[Exercise text]
Baton.Debug (Baton v0.1.0)

Copy Markdown View Source

Capture and inspect full LLM context windows at each workflow step.

Why this exists

When debugging a multi-step LLM pipeline you need to answer:

  • What exact prompt did step 3 send?
  • What upstream context did it have access to?
  • Did the model see the right information or was something lost in transit?
  • What did the raw response look like before parsing?

This module captures the full request/response payload and stores it in a dedicated table, separate from the job's meta (which only holds the parsed result) and separate from workflow_step_stats (which only holds numeric usage data).

How to use it

A drop-in replacement for your LLM client that handles capture automatically:

def perform_workflow(%Oban.Job{} = job) do
  {:ok, parsed} = Results.get_result(job, :parse_patent)

  messages = [
    %{role: "system", content: "You are a patent analyst."},
    %{role: "user", content: "Assess this patent: #{parsed["title"]}"}
  ]

  case Debug.call_llm(job, messages, model: "claude-sonnet-4-20250514") do
    {:ok, response, _debug_log} ->
      {:ok, %{
        quality: Jason.decode!(response.text),
        llm_usage: %{model: response.model, ...}
      }}

    {:error, reason} ->
      {:error, reason}
  end
end

Option B: Manual capture

If you need more control, call log_request/3 and log_response/2 yourself:

debug = Debug.log_request(job, request_payload)

[Task instructions]
A: Based on the Baton.Debug page, state whether each statement agrees with it, answering yes or no and quoting the words that decide it. (i) The module stores the captured request/response payload in the job's meta. (ii) The workflow_step_stats table holds only numeric usage data. (iii) For manual capture, the developer calls log_request/3 and log_response/2.
B: List every question that the Baton.Debug page says a developer needs to answer when debugging a multi-step LLM pipeline.
C: Extend the Baton.Debug page, starting after its final line of code.

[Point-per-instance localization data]
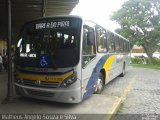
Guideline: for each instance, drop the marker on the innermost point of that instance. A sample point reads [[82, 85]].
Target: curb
[[120, 100]]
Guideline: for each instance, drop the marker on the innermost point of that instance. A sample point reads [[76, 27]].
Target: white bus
[[67, 59]]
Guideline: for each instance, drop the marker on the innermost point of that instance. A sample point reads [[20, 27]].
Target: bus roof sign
[[49, 25]]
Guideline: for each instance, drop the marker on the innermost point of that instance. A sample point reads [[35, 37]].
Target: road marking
[[128, 89]]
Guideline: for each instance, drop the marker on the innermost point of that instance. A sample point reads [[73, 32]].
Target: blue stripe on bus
[[94, 77]]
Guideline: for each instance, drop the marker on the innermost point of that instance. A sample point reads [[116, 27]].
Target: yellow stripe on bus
[[49, 78], [108, 64]]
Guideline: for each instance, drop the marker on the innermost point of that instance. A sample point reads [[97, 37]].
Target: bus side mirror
[[90, 39]]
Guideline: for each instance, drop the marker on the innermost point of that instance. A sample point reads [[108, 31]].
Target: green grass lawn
[[157, 67]]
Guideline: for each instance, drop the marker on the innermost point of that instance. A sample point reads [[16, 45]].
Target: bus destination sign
[[49, 25]]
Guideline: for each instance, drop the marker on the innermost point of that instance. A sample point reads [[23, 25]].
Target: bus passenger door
[[88, 55]]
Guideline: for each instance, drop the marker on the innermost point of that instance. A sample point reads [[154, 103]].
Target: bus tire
[[123, 71], [100, 84]]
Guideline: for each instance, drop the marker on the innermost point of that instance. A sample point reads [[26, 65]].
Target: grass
[[149, 66]]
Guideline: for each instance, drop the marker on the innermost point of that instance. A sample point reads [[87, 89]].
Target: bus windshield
[[59, 48]]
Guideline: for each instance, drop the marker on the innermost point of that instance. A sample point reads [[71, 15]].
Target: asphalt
[[96, 107]]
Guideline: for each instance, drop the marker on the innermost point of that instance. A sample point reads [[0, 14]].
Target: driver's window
[[88, 51]]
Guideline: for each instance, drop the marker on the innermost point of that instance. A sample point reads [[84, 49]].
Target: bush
[[141, 60], [154, 61]]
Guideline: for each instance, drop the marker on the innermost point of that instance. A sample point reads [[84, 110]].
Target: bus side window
[[88, 48], [111, 42], [101, 40]]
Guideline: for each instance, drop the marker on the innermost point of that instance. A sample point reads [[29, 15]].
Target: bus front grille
[[41, 84], [39, 93]]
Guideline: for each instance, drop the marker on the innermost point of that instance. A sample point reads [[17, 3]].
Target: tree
[[140, 23]]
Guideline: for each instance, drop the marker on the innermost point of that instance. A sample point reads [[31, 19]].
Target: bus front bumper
[[51, 94]]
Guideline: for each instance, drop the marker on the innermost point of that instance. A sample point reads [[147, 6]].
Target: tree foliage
[[140, 23]]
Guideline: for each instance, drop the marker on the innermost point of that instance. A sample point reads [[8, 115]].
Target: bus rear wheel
[[100, 84]]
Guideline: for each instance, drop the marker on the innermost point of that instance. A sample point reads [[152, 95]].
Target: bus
[[67, 59]]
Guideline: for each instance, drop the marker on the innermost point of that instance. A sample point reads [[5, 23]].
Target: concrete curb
[[120, 100]]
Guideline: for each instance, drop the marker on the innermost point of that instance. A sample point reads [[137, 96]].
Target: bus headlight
[[70, 80]]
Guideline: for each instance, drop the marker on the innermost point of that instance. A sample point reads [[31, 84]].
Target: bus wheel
[[123, 71], [100, 84]]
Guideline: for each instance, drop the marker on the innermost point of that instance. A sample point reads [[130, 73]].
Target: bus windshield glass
[[56, 42]]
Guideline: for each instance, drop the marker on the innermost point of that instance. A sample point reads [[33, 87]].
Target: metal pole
[[10, 93], [44, 5]]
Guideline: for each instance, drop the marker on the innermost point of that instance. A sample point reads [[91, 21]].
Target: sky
[[99, 11]]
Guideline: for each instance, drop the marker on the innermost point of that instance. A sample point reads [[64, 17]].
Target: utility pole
[[10, 91]]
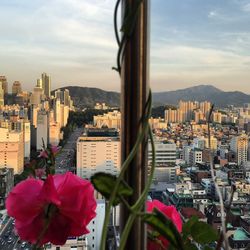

[Numbered answers]
A:
(i) No: "stores it in a dedicated table, separate from the job's meta (which only holds the parsed result)"
(ii) Yes: "separate from workflow_step_stats (which only holds numeric usage data)"
(iii) Yes: "call log_request/3 and log_response/2 yourself"

B:
- What exact prompt did step 3 send?
- What upstream context did it have access to?
- Did the model see the right information or was something lost in transit?
- What did the raw response look like before parsing?

C:
{:ok, response} = MyApp.LLM.complete(request_payload)
Debug.log_response(debug, response)

Option C: Capture upstream context separately

upstream = Results.get_all_results(job)
Debug.log_upstream_context(job, upstream)

Enabling/disabling

Debug logging is controlled by config. In production, disable it to avoid storing large payloads:

# config/dev.exs
config :baton, Baton.Debug, enabled: true

# config/prod.exs
config :baton, Baton.Debug, enabled: false

Or enable it selectively per-workflow:

Baton.new(workflow_name: "debug-run", debug: true)

Pruning

Debug logs can be large. Prune old ones periodically:

# In a daily cron job or Oban plugin
Baton.Debug.prune_older_than(days: 7)

Security

Captured logs contain the full prompt (messages) and request options, and may include PII — disable debug logging in production unless you need it. As a safeguard, options whose key looks like a credential (:api_key, :authorization, :token, :headers, …) are masked as "[REDACTED]" before storage, so secrets passed through your LLM client's options don't leak into the database.

Summary

Functions

Call the LLM and automatically capture the full request/response for debugging.

Get just the request messages for a step — the "context window" view. Returns the messages array from the stored request.

Check whether debug logging is enabled globally.

Check whether debug logging is enabled for a specific job.

Reconstruct the full conversation as the LLM saw it, formatted for display. Returns a list of %{role: string, content: string, token_estimate: integer}.

Update a debug log with error info after a failed call.

Get the debug log for a specific step (most recent attempt).

Log the full request payload before making the LLM call. Returns {:ok, debug_log} or {:error, changeset}.

Update a debug log with the LLM response after a successful call.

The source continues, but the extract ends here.